SET TASK -
Write out the material below word for word, leaving out the pictures.

RECORDS SHOWN -
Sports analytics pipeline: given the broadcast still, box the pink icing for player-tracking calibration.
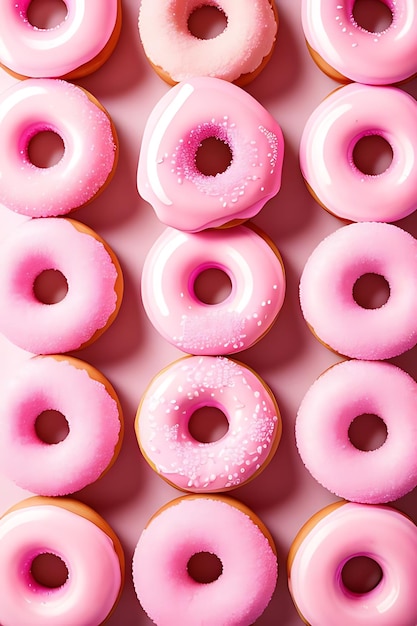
[0,0,119,78]
[300,222,417,360]
[142,226,285,355]
[296,361,417,504]
[0,217,121,354]
[289,503,417,626]
[0,357,121,496]
[300,84,417,222]
[139,0,278,82]
[136,356,281,492]
[0,78,117,217]
[301,0,417,85]
[137,78,284,232]
[0,499,122,626]
[133,496,277,626]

FINISHED EXERCISE -
Sports analytics pipeline: given the broadcast still, box the pink icing for player-tracking calibration.
[0,0,119,78]
[300,222,417,360]
[142,226,285,355]
[296,361,417,504]
[0,217,121,354]
[289,503,417,626]
[0,357,121,496]
[300,84,417,222]
[139,0,278,82]
[136,356,281,492]
[0,78,117,217]
[301,0,417,85]
[137,78,284,232]
[0,499,122,626]
[133,496,277,626]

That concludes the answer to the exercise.